> _GOAL_
Write out each entry again. Keep every word exactly as it is.

> _LISTING_
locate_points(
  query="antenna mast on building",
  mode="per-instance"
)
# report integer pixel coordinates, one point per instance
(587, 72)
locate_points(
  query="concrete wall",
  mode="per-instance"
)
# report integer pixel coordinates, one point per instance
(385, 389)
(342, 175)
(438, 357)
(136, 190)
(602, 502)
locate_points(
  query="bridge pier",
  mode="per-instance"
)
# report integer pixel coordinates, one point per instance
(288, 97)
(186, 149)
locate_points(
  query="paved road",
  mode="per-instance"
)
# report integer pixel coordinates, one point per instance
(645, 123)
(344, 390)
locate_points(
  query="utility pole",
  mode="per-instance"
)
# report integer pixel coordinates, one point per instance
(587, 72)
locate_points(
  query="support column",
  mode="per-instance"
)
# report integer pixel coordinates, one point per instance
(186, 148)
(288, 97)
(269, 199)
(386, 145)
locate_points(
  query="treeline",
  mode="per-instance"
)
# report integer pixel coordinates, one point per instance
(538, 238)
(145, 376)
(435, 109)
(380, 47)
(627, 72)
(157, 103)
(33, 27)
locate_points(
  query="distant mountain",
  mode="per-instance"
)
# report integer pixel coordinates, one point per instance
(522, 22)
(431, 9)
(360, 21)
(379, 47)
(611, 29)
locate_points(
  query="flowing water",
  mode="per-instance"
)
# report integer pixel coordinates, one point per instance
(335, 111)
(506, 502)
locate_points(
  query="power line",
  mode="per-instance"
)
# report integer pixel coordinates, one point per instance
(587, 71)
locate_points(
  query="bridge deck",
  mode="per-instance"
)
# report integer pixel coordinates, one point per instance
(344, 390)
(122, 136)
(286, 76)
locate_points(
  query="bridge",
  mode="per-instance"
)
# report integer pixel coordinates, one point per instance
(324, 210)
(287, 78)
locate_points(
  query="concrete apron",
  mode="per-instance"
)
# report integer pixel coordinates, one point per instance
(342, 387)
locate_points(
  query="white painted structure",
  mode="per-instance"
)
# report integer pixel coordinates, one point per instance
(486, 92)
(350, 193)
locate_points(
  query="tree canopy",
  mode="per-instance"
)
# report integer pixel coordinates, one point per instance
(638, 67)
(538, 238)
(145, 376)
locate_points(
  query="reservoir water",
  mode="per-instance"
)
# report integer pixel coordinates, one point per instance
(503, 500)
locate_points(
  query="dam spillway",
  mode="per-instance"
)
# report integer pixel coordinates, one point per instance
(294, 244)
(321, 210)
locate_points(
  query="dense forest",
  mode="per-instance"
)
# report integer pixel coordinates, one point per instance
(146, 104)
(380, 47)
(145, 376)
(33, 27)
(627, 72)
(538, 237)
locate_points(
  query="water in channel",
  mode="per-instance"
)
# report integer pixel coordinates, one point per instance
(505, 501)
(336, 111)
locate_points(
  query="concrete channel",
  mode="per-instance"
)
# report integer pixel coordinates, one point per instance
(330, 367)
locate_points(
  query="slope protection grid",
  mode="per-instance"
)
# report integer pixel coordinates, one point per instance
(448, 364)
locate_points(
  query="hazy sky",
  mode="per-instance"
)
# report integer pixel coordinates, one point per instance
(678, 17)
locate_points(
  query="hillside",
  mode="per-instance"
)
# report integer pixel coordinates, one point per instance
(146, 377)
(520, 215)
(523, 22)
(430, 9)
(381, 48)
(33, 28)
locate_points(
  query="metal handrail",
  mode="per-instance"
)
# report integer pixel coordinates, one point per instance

> _EXERCISE RESULT_
locate_points(
  query="antenna mast on building",
  mode="per-instance"
)
# report integer pixel coordinates, one point per instance
(587, 72)
locate_points(
  query="concrete wall",
  mode="per-instance"
)
# report integer pixel coordinates, one point per instance
(385, 389)
(342, 175)
(438, 357)
(136, 190)
(602, 502)
locate_points(
  query="bridge pier",
  mode="per-instance"
)
# report integer pixel coordinates, one point per instance
(288, 97)
(186, 149)
locate_points(
  query="paved road",
  mode="per-instance"
)
# report integer pixel coordinates, one point per instance
(645, 123)
(344, 390)
locate_points(
  query="utility pole",
  mode="per-instance"
)
# report integer pixel coordinates, one point per instance
(587, 72)
locate_points(
  query="support column",
  mode="per-instance"
)
# report integer pixel coordinates, one point per instance
(186, 148)
(288, 97)
(269, 199)
(386, 145)
locate_points(
  query="treeline",
  mode="per-instance"
)
# report integer pixel coordinates, one point per instance
(538, 238)
(145, 376)
(435, 109)
(380, 47)
(627, 72)
(157, 103)
(33, 27)
locate_points(
  query="distant mountain",
  mode="per-instance"
)
# report integer pixel coordinates, one point per instance
(522, 22)
(431, 9)
(360, 21)
(379, 47)
(611, 29)
locate_points(
  query="flowing water",
  mode="per-instance"
)
# report integer pixel coordinates, one point per instance
(335, 111)
(506, 502)
locate_points(
  query="power line",
  mode="per-instance"
)
# report integer pixel coordinates, one point per instance
(587, 71)
locate_points(
  query="bridge deck",
  mode="per-instance"
)
# report integer pixel coordinates, one point per instance
(344, 390)
(122, 136)
(286, 76)
locate_points(
  query="bridge",
  mode="per-instance"
)
# report integer pixel coordinates, one point per instance
(324, 210)
(287, 78)
locate_points(
  query="concrete apron",
  mode="per-instance"
)
# report integer pixel coordinates, one point per instance
(342, 387)
locate_points(
  query="white painted structure",
  mode="per-instance"
)
# report integer pixel coordinates, one point per instance
(486, 92)
(350, 193)
locate_points(
  query="tree canopy",
  mode="per-instance"
)
# report integer pixel coordinates, one point per instance
(638, 67)
(538, 238)
(145, 376)
locate_points(
  query="reservoir water",
  mode="per-instance"
)
# report integer pixel coordinates, one point per instance
(503, 500)
locate_points(
  query="dam spillway",
  mode="per-instance"
)
# report integer pixel coordinates, one point per instance
(294, 244)
(321, 210)
locate_points(
  query="dense forest",
  mode="per-instance"
)
# report integer pixel coordinates, one point per instance
(146, 104)
(380, 47)
(145, 376)
(33, 27)
(627, 72)
(538, 237)
locate_points(
  query="water in channel",
  mode="per-instance"
)
# report integer pixel coordinates, one point per instance
(505, 501)
(336, 111)
locate_points(
  query="concrete channel",
  mode="per-instance"
)
# report integer pixel coordinates, one point per instance
(330, 367)
locate_points(
  query="slope protection grid",
  mode="per-instance"
)
# report integer pixel coordinates, one point per instance
(448, 364)
locate_points(
  query="hazy sky",
  mode="per-instance"
)
# report integer pixel coordinates, one point per instance
(678, 17)
locate_points(
  query="hillside",
  mode="per-instance"
)
# report integer pixel coordinates, one point per instance
(146, 377)
(520, 215)
(523, 22)
(430, 9)
(381, 48)
(33, 28)
locate_points(
  query="metal handrail",
  mode="per-instance"
)
# report integer pixel coordinates, one point per instance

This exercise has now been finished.